======== DATASET EXTRACT ========

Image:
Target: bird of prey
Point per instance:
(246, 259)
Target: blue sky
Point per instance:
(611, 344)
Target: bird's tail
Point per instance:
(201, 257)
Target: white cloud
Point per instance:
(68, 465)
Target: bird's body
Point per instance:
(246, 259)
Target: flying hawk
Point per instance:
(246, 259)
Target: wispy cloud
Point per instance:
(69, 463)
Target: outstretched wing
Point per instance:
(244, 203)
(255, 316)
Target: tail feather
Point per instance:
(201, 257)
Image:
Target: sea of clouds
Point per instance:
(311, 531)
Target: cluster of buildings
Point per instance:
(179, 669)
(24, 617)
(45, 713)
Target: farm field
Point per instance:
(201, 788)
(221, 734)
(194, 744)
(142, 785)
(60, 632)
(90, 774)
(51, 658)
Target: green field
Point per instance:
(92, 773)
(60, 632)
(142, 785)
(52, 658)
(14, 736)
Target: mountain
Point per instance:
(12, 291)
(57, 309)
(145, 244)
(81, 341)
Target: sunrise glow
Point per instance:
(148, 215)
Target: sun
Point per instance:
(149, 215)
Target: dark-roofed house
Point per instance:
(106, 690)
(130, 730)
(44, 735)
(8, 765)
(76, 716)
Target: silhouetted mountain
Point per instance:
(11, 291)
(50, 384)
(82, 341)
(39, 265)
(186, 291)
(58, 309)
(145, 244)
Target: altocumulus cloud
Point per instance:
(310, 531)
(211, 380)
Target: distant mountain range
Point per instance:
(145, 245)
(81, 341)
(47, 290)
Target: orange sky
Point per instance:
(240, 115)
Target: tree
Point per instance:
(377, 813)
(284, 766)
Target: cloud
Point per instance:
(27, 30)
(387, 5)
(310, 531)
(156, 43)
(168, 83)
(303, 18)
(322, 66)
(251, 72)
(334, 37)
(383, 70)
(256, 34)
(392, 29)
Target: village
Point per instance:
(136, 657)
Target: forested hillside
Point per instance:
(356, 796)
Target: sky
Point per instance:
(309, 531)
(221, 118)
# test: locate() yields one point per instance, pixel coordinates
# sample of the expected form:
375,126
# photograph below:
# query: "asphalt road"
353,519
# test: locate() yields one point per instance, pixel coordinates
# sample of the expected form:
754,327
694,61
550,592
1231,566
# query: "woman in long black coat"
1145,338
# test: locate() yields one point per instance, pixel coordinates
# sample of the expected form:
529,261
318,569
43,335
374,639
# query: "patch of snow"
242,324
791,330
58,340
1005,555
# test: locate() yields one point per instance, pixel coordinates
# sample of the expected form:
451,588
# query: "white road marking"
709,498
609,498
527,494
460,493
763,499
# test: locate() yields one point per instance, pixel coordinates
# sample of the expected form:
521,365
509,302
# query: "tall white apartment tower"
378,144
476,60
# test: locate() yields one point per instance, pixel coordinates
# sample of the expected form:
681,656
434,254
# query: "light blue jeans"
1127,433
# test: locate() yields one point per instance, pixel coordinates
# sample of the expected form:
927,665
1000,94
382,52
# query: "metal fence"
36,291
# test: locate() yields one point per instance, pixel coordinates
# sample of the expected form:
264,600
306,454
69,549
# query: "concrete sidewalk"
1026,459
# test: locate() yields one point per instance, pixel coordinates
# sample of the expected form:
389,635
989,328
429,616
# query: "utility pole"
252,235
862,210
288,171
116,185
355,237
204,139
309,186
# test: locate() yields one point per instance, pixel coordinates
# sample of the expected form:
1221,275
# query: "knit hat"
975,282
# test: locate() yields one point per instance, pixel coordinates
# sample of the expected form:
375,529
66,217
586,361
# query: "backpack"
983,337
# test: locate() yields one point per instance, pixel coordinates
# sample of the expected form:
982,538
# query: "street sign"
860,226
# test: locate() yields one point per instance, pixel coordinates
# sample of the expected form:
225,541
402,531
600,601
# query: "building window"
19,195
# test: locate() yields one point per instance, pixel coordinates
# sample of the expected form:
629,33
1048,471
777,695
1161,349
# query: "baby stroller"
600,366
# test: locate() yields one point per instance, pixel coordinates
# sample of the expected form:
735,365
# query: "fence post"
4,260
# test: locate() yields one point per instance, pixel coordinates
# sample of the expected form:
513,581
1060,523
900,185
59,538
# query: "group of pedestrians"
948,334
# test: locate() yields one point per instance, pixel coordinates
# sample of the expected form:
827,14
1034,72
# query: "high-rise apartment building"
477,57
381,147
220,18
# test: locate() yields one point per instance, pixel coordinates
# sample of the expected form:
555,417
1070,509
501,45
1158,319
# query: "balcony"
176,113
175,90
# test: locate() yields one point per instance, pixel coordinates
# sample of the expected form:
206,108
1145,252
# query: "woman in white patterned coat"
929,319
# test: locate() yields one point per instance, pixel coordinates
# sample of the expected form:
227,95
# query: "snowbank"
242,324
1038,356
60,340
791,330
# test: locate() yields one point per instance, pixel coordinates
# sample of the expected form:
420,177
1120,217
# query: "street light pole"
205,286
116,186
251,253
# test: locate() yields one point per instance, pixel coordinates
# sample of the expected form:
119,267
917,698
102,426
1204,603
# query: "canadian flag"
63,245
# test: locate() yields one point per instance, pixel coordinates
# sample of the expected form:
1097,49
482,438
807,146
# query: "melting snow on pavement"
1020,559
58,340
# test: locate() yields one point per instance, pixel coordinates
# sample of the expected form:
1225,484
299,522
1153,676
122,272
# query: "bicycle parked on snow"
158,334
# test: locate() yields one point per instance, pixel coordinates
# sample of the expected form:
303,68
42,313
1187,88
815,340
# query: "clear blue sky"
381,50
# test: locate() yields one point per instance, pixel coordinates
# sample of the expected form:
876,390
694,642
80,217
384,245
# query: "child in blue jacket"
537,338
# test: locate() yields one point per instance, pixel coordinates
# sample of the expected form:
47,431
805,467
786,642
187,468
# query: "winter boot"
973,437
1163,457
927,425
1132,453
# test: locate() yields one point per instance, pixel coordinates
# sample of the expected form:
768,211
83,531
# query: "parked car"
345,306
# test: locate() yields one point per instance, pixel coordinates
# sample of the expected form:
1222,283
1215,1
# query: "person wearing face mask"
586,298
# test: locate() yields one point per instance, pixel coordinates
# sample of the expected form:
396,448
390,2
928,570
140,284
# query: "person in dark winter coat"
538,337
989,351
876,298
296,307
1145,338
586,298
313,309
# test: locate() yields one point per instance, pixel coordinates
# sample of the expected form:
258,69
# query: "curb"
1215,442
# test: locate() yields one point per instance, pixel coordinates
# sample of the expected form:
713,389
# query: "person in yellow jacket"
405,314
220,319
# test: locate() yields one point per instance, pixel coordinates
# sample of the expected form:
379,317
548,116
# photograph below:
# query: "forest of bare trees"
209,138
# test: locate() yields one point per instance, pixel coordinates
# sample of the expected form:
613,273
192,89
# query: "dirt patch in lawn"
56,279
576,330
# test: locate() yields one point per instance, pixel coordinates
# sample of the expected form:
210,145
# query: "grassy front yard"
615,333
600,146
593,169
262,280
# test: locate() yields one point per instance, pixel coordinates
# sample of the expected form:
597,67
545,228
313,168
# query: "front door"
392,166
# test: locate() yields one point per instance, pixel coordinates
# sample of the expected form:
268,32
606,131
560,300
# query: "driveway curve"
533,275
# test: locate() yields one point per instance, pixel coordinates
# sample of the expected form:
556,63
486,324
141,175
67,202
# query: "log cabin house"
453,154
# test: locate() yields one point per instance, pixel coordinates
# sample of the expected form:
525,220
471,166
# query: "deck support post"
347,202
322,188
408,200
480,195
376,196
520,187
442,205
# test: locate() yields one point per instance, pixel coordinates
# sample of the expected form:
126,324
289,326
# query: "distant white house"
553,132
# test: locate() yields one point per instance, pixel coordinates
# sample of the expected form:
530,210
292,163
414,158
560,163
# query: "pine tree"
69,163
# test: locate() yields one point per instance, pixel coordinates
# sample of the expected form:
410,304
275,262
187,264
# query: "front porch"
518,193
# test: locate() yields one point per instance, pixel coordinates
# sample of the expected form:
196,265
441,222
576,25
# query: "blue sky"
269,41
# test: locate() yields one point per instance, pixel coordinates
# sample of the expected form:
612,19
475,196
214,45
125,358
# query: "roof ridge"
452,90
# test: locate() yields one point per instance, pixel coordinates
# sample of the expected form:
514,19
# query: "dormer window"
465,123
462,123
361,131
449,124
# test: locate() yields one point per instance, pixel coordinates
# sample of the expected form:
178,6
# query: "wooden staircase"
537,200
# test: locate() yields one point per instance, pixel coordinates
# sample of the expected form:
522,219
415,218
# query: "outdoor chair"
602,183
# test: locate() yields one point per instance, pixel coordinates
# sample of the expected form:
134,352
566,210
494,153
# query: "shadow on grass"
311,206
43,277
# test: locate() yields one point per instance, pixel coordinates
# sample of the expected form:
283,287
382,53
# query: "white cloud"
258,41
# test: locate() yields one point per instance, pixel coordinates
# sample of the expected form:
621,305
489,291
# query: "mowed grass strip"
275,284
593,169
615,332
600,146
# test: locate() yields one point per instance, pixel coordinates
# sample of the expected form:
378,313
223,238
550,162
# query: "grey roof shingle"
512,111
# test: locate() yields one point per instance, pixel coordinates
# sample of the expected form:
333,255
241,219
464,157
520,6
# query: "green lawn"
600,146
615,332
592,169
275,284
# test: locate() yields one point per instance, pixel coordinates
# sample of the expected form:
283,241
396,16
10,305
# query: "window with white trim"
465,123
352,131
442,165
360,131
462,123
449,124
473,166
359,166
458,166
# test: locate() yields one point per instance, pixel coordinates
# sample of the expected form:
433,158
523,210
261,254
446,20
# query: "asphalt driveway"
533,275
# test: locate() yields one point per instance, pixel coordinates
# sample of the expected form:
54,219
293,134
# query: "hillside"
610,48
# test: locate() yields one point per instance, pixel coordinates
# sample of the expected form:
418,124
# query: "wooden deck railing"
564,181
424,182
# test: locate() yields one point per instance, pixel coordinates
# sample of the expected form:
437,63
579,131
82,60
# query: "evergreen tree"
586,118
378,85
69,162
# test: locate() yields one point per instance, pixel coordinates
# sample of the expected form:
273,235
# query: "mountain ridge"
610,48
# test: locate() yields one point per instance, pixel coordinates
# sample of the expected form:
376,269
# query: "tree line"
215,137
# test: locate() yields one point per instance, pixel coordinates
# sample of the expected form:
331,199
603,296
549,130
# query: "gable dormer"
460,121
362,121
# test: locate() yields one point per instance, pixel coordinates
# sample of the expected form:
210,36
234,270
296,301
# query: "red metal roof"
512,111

========

## DIRECTIONS FOR THIS TASK
Find every line in the listing above that contains the string "hillside", and copy each of those lines. Only lines where the string matches in case should be included.

## FULL RESPONSE
Target: forested hillside
# query: "hillside"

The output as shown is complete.